- **TO BE DONE**:
Substitute "soft-focus background" for "blurred background" in the stretch of the listing below from its start through the line containing "MULTIPOLYGON (((295 52, 294", and write out those lines again with nothing else changed. Leave the pictures out of your answer.

- **PROVIDED RECORDS**:

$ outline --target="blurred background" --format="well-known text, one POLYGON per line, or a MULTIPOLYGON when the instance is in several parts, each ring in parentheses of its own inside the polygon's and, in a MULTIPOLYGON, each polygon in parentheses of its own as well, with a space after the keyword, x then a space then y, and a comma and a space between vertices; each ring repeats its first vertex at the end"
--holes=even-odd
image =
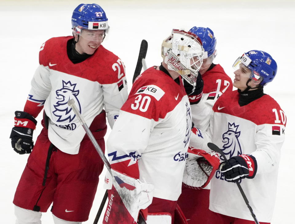
MULTIPOLYGON (((295 52, 294 0, 102 0, 94 2, 0 0, 0 222, 15 222, 12 200, 28 155, 15 153, 9 137, 14 112, 23 110, 30 89, 31 79, 39 64, 40 46, 51 37, 71 35, 74 9, 81 3, 92 3, 100 5, 108 18, 110 34, 103 45, 124 62, 129 91, 141 40, 145 39, 148 43, 148 67, 159 65, 162 60, 161 44, 173 28, 188 30, 195 26, 212 30, 217 40, 217 56, 214 62, 220 64, 233 79, 232 65, 244 52, 260 50, 272 55, 277 64, 278 72, 274 81, 265 87, 264 92, 278 102, 287 119, 271 223, 294 223, 293 172, 295 163, 293 160, 295 153, 292 138, 295 134, 292 115, 295 78, 294 72, 290 70, 295 52)), ((35 140, 41 130, 41 117, 37 118, 35 140)), ((110 131, 109 128, 105 139, 110 131)), ((89 219, 84 223, 93 223, 105 191, 102 185, 105 172, 100 176, 89 219)), ((42 220, 43 224, 53 223, 51 213, 44 214, 42 220)))

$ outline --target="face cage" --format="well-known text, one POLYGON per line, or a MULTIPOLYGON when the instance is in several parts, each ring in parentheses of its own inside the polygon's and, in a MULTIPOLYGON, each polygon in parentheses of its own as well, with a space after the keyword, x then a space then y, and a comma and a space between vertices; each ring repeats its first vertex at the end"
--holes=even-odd
POLYGON ((173 53, 172 50, 167 52, 169 53, 167 60, 168 69, 177 71, 189 83, 195 86, 198 71, 203 63, 203 54, 199 56, 199 54, 182 52, 181 55, 178 56, 173 53), (194 55, 197 59, 194 58, 194 55), (192 66, 195 66, 195 68, 192 68, 192 66))
POLYGON ((235 71, 236 71, 239 69, 241 66, 243 66, 244 67, 244 68, 242 68, 242 69, 245 70, 246 69, 248 69, 251 71, 251 74, 249 77, 249 78, 250 78, 254 81, 260 81, 260 83, 262 82, 263 79, 263 77, 260 76, 259 73, 256 71, 252 69, 249 66, 247 66, 245 65, 243 63, 243 61, 242 60, 242 57, 239 57, 236 60, 236 61, 233 65, 233 68, 235 71), (242 65, 241 65, 241 64, 242 65))
POLYGON ((78 36, 81 36, 84 39, 89 41, 102 42, 103 41, 108 39, 108 36, 109 35, 110 26, 108 26, 108 28, 106 30, 99 29, 90 30, 88 29, 87 27, 83 27, 81 26, 74 26, 73 29, 73 34, 77 34, 78 36), (95 33, 94 34, 94 35, 90 35, 91 34, 91 33, 87 34, 86 33, 83 32, 83 31, 85 30, 104 30, 104 32, 103 35, 101 36, 100 36, 101 34, 95 35, 95 33))

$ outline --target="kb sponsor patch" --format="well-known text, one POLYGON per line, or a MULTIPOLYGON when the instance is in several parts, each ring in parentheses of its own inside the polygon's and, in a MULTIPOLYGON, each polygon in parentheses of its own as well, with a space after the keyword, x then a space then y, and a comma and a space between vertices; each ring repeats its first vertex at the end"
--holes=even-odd
POLYGON ((135 94, 140 94, 142 93, 152 96, 159 101, 165 94, 165 92, 156 86, 150 85, 140 88, 135 94))

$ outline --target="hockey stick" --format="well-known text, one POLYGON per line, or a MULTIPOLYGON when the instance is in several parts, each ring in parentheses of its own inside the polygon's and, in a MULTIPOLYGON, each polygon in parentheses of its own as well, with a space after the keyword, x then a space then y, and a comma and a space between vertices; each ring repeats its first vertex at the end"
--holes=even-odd
MULTIPOLYGON (((225 157, 224 154, 223 153, 223 152, 222 150, 218 147, 218 146, 215 145, 215 144, 212 143, 211 142, 208 142, 207 145, 208 146, 208 147, 211 150, 220 154, 225 160, 226 162, 228 163, 228 160, 227 160, 226 158, 225 157)), ((241 194, 242 194, 242 196, 243 196, 243 198, 244 198, 244 200, 245 201, 245 202, 246 203, 246 204, 247 205, 247 207, 248 207, 248 208, 249 209, 250 212, 251 213, 251 215, 252 216, 252 217, 253 217, 253 219, 254 219, 255 223, 256 224, 259 224, 259 222, 258 222, 258 220, 257 220, 257 219, 256 218, 256 216, 255 215, 255 214, 254 214, 254 213, 253 211, 252 208, 250 206, 250 205, 249 204, 249 201, 248 201, 247 197, 246 197, 246 195, 245 194, 244 191, 243 190, 242 187, 241 186, 241 185, 240 184, 240 183, 239 183, 238 181, 237 180, 236 181, 234 182, 237 184, 237 185, 239 188, 239 190, 240 190, 241 194)))
MULTIPOLYGON (((139 49, 139 53, 138 54, 138 58, 137 58, 137 63, 136 63, 134 74, 133 75, 132 83, 134 82, 135 79, 140 74, 141 69, 142 68, 142 59, 145 58, 147 51, 148 42, 145 40, 143 40, 141 41, 141 43, 140 44, 140 48, 139 49)), ((146 69, 146 65, 145 69, 146 69)))
MULTIPOLYGON (((80 122, 84 130, 85 130, 85 131, 86 132, 86 134, 87 134, 87 135, 88 135, 89 139, 93 144, 93 146, 94 146, 94 148, 95 148, 95 149, 96 150, 100 156, 100 158, 102 160, 103 162, 104 165, 106 167, 107 169, 108 169, 108 171, 110 172, 110 173, 111 174, 111 175, 112 175, 112 177, 113 174, 112 174, 112 171, 111 171, 111 165, 110 164, 110 163, 108 162, 108 161, 107 159, 106 158, 105 156, 104 155, 104 154, 101 150, 101 149, 99 146, 98 145, 97 142, 96 141, 96 140, 95 138, 94 138, 94 136, 93 136, 92 133, 91 133, 91 131, 89 129, 89 128, 88 128, 88 126, 87 126, 87 124, 86 124, 85 121, 82 117, 82 115, 81 115, 80 111, 78 110, 76 106, 75 105, 75 101, 73 99, 70 100, 68 102, 68 104, 72 108, 72 109, 74 111, 74 113, 75 113, 75 114, 77 116, 77 117, 78 118, 79 121, 80 122)), ((96 216, 95 217, 93 224, 97 224, 98 222, 98 220, 99 219, 99 217, 100 217, 101 212, 103 209, 104 206, 104 204, 105 204, 105 202, 106 201, 107 198, 108 190, 107 190, 106 191, 105 193, 104 193, 104 196, 102 201, 101 201, 101 203, 100 203, 100 205, 99 206, 99 209, 98 210, 98 211, 97 212, 97 214, 96 214, 96 216)), ((141 214, 140 213, 140 217, 141 216, 141 214)), ((142 217, 141 218, 142 218, 142 217)), ((143 218, 140 219, 140 220, 142 220, 141 222, 140 223, 139 223, 138 224, 147 224, 145 221, 144 221, 144 219, 143 218), (143 219, 143 221, 142 221, 143 219)))

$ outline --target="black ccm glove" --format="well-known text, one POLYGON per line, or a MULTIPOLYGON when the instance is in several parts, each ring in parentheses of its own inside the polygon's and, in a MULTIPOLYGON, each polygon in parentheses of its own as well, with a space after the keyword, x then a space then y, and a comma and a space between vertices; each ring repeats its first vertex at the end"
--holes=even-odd
POLYGON ((203 95, 204 82, 199 73, 197 78, 196 82, 196 86, 195 86, 183 79, 184 89, 191 105, 196 104, 199 102, 203 95))
POLYGON ((233 156, 228 162, 229 164, 226 162, 220 163, 219 168, 228 182, 234 182, 245 178, 252 179, 256 174, 257 163, 252 155, 233 156))
POLYGON ((16 111, 15 114, 14 127, 10 137, 11 139, 11 146, 19 154, 30 153, 34 146, 32 137, 37 121, 26 112, 16 111))

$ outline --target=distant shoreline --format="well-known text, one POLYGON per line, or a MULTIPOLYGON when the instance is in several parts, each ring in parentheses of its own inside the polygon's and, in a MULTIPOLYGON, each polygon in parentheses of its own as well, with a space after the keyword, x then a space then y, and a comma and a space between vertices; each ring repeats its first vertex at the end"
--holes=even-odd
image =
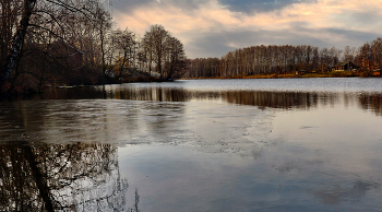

- **FINISHED TASK**:
$ outline --target="soft-focus background" --format="well-known text, one POLYGON per line, or a MULTIPOLYGON when the instance is in several parts, each ring in parentheses of its own inside the polygon's and, in a MULTIPOLYGON, each polygon in parentheses of its own as well, with a space after the keyword, x then a space then y, and a comma and a space between vertices; each ring repeats its first vertex at the end"
--holes=even-odd
image =
MULTIPOLYGON (((295 52, 294 0, 102 0, 94 2, 0 0, 0 222, 15 222, 12 200, 28 155, 15 153, 9 137, 14 112, 23 110, 30 89, 31 79, 39 64, 40 46, 51 37, 71 35, 74 9, 81 3, 92 3, 100 5, 108 18, 110 34, 103 45, 124 62, 129 91, 141 40, 145 39, 148 43, 148 67, 159 65, 162 60, 161 44, 173 28, 188 30, 195 26, 212 30, 217 40, 217 56, 214 62, 220 64, 233 79, 232 65, 244 52, 260 50, 272 55, 277 64, 278 72, 274 81, 265 87, 264 92, 278 102, 287 119, 271 223, 294 223, 293 172, 295 163, 293 160, 295 153, 292 138, 295 134, 292 115, 295 78, 294 72, 290 70, 295 52)), ((35 140, 41 130, 41 117, 37 118, 35 140)), ((110 131, 109 128, 105 139, 110 131)), ((89 219, 84 223, 93 223, 105 191, 102 185, 105 172, 100 176, 89 219)), ((42 220, 43 224, 53 223, 51 213, 44 214, 42 220)))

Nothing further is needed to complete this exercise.